▶ Exercise objective:
The records below are to be duplicated exactly as they appear.

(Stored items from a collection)
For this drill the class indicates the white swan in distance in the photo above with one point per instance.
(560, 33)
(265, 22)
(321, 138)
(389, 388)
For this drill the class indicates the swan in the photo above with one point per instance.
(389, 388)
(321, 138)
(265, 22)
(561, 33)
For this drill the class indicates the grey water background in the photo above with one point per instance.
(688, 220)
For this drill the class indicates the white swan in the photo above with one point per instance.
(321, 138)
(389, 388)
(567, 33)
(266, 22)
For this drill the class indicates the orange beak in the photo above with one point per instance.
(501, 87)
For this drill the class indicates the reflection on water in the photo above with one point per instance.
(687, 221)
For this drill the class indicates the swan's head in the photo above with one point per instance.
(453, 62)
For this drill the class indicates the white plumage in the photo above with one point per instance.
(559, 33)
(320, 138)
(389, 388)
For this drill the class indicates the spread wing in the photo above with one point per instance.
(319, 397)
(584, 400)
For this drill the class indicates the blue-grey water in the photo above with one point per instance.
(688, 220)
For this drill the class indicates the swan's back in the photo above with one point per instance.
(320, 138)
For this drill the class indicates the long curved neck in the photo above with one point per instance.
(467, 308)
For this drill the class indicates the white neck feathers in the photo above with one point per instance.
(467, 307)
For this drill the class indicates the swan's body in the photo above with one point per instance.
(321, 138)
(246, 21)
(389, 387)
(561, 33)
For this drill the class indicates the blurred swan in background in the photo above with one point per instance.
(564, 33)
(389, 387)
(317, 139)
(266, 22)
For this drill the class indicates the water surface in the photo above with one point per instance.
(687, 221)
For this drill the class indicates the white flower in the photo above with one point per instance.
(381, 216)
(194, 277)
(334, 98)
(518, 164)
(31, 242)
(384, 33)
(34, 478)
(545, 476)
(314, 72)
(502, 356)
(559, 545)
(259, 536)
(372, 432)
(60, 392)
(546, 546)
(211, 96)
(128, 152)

▶ Output below:
For this drill the class indicates the white swan in distance in the photo above with one point per instance.
(560, 33)
(265, 22)
(321, 138)
(389, 388)
For this drill the class indicates the swan in the photo above with one point per instance.
(389, 388)
(321, 138)
(265, 22)
(561, 33)
For this drill the class indicates the grey water background in the photo above with one point per instance.
(688, 220)
For this drill the class indicates the white swan in the photo above with one point per instance.
(321, 138)
(389, 388)
(567, 33)
(266, 22)
For this drill the class indicates the orange beak in the photo above with one point per instance.
(501, 87)
For this drill the class indicates the reflection on water in the photo above with one point per instance.
(687, 221)
For this drill the class indicates the swan's head in the photo above with one point per instance.
(453, 62)
For this drill the class indicates the white plumage in the photo above with one point per instance.
(559, 33)
(320, 138)
(389, 388)
For this drill the class indicates the spread wing in the photo above with one point per instance.
(319, 397)
(584, 400)
For this drill the class indicates the blue-grey water in the photo above with one point per instance.
(688, 220)
For this drill the class indicates the swan's back in the photo above with one point per instance.
(320, 138)
For this drill the class indicates the long curved neck in the photo above with one point per instance.
(467, 308)
For this drill the class indicates the white neck feathers in the photo above with one point per instance.
(467, 307)
For this drill the class indicates the swan's body in the photo above with one point per instance.
(321, 138)
(246, 21)
(389, 387)
(561, 33)
For this drill the class indicates the blurred swan in background in the photo above with one point per instance.
(564, 33)
(389, 387)
(317, 139)
(266, 22)
For this drill the class indicates the water surface in the photo above with one point per instance.
(687, 221)
For this drill the class indicates the white flower in the photo above with one point per instance.
(381, 216)
(194, 277)
(334, 98)
(518, 164)
(31, 242)
(384, 33)
(34, 478)
(545, 476)
(314, 72)
(502, 356)
(559, 545)
(259, 536)
(372, 432)
(60, 392)
(546, 546)
(211, 96)
(128, 152)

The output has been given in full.